The Vistani relish their stories, and various caravans, tribes, and even tasques tell the same legend with virtually no discrepancies between them. The tasques know each others’ fables as well, and they sometimes debate the faults and merits of another tribe’s mythology over a bed of dying embers.
 
Oral Tradition
The Vistani are the proud owners of a long oral tradition stretching back into the mists of history. Vistani are trained from a young age to remember stories, ballads and lays of dark times. The telling of these stories gains them food and board where necessary, convinces strangers to loosen their tongues, and is a silent promise to the future. The Vistani generally speaking, do not write books or treatise, they simply remember and traverse history themselves.
 

Packing up Camp

As the Vistani are a nomadic people, a caravan cannot remain seated for too long. There are some exceptions to this, such as the Tser Pool Encampment led solely by a Shae named Madame Eva (nobody knows why she refuses to leave, but as one of the oldest and most respected Shae in the area, she is to be obeyed without question). When the time comes to depart the area and the caravan is packed up, the captain inspects the camp to be sure it has been properly cleared of all refuse and other objects, then places his hand upon the spot where the ashes of the fire pit have been buried, proving to the raunie that the fire has been completely extinguished. He moves to the center of camp, declares, “Dya-yahg” (“Leave the fire”), then leads the caravan away.

> **EXERCISE TASK A**:
In the Vistani passage, who leads the Tser Pool Encampment?

> **PROVIDED INFORMATION**:
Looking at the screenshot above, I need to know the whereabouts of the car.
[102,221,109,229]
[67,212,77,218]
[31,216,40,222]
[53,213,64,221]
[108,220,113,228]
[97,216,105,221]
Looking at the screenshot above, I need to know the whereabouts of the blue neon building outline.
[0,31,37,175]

==

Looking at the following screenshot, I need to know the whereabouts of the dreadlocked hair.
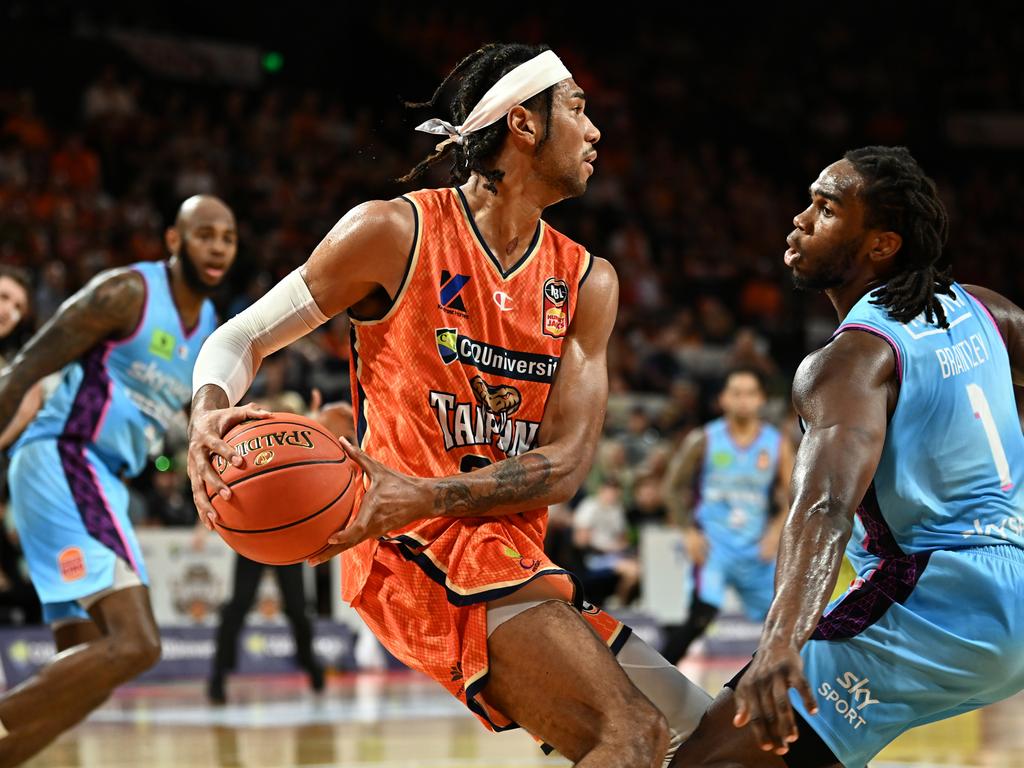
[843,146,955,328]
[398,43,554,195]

==

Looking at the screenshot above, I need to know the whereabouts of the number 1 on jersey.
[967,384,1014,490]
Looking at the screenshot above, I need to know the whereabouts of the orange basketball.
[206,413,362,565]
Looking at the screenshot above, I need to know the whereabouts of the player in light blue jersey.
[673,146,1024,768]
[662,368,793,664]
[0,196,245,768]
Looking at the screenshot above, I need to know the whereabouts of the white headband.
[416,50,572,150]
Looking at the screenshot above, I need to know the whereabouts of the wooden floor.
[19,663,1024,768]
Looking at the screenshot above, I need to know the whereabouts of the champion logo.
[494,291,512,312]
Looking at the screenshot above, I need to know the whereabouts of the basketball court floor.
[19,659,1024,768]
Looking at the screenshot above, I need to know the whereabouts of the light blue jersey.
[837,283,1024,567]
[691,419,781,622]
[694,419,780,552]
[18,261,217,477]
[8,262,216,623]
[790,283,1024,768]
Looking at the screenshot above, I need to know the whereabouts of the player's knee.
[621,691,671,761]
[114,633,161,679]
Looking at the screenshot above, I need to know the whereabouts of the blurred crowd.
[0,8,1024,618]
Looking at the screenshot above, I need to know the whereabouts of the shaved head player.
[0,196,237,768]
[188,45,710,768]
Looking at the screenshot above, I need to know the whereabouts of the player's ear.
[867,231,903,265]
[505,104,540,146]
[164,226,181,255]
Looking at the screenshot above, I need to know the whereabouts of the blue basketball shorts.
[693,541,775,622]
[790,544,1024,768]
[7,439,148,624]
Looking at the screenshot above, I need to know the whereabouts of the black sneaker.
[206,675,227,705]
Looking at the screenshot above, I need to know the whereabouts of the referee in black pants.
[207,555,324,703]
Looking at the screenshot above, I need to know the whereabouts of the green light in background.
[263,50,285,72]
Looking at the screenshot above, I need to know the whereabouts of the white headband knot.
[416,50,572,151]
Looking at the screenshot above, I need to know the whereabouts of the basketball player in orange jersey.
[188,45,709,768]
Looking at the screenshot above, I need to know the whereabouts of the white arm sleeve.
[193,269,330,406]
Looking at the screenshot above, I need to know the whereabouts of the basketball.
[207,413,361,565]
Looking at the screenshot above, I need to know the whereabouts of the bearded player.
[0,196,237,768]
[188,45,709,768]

> **EXERCISE TASK B**:
In the rows, render everything from the line with "of the car." up to and including the line with "[0,31,37,175]" as a Markdown table with the columns Number and Entry, leaving out blank lines.

> **SOLUTION A**:
A Shae named Madame Eva.

> **SOLUTION B**:
| Number | Entry |
|---|---|
| 1 | Looking at the screenshot above, I need to know the whereabouts of the car. |
| 2 | [102,221,109,229] |
| 3 | [67,212,77,218] |
| 4 | [31,216,40,222] |
| 5 | [53,213,64,221] |
| 6 | [108,220,113,228] |
| 7 | [97,216,105,221] |
| 8 | Looking at the screenshot above, I need to know the whereabouts of the blue neon building outline. |
| 9 | [0,31,37,175] |